[Start of section]

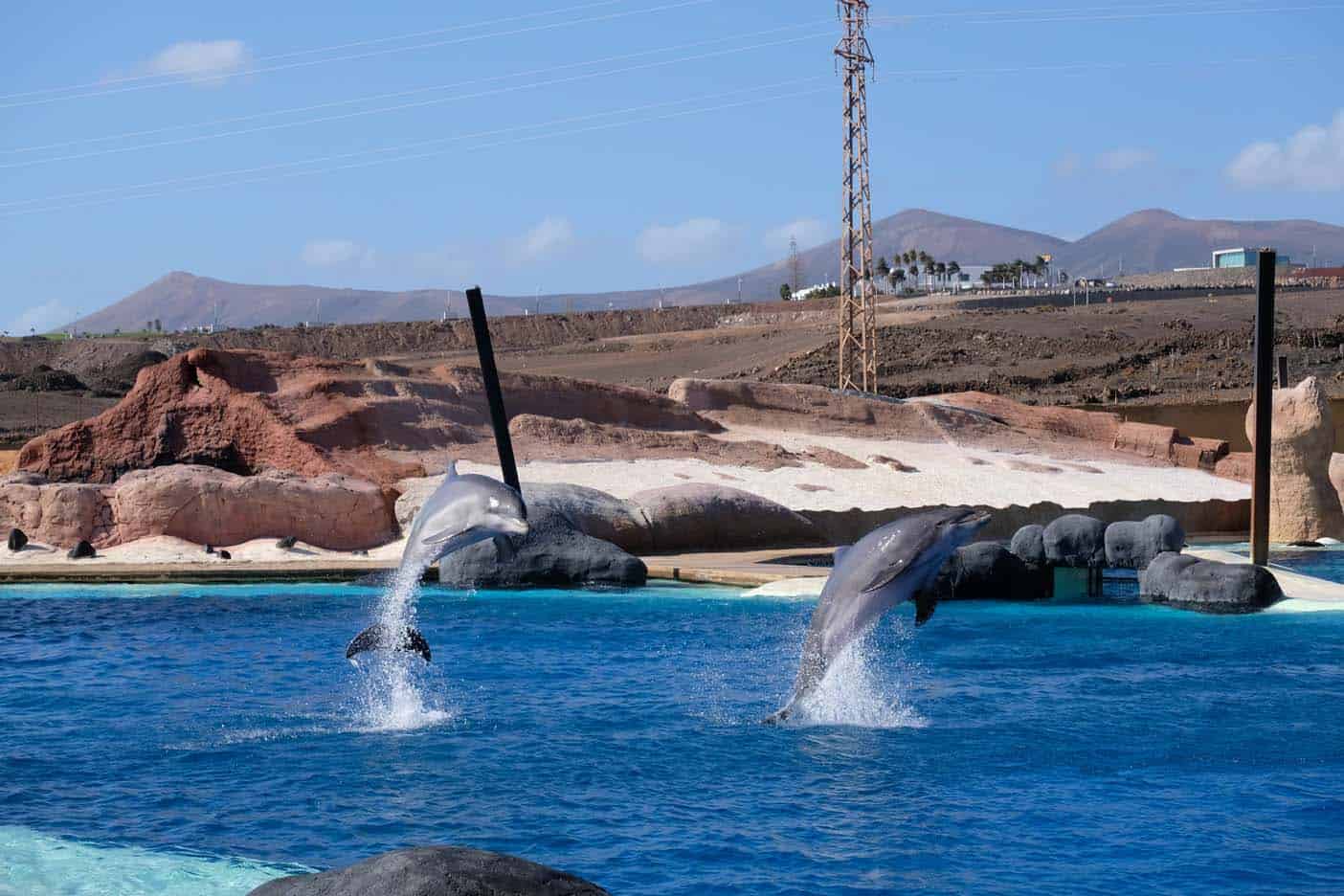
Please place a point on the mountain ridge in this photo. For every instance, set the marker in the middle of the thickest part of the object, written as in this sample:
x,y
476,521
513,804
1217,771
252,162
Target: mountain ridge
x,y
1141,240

[End of section]

**What is required**
A faithful, picture-free copy of the material is what this task asks for.

**Result of this exercise**
Please place a point on the mountain ridge in this photo. For every instance, set the marker in the middle of the thickest part of the object, written as in this sample:
x,y
476,521
513,804
1217,771
252,162
Target: mountain ridge
x,y
1141,240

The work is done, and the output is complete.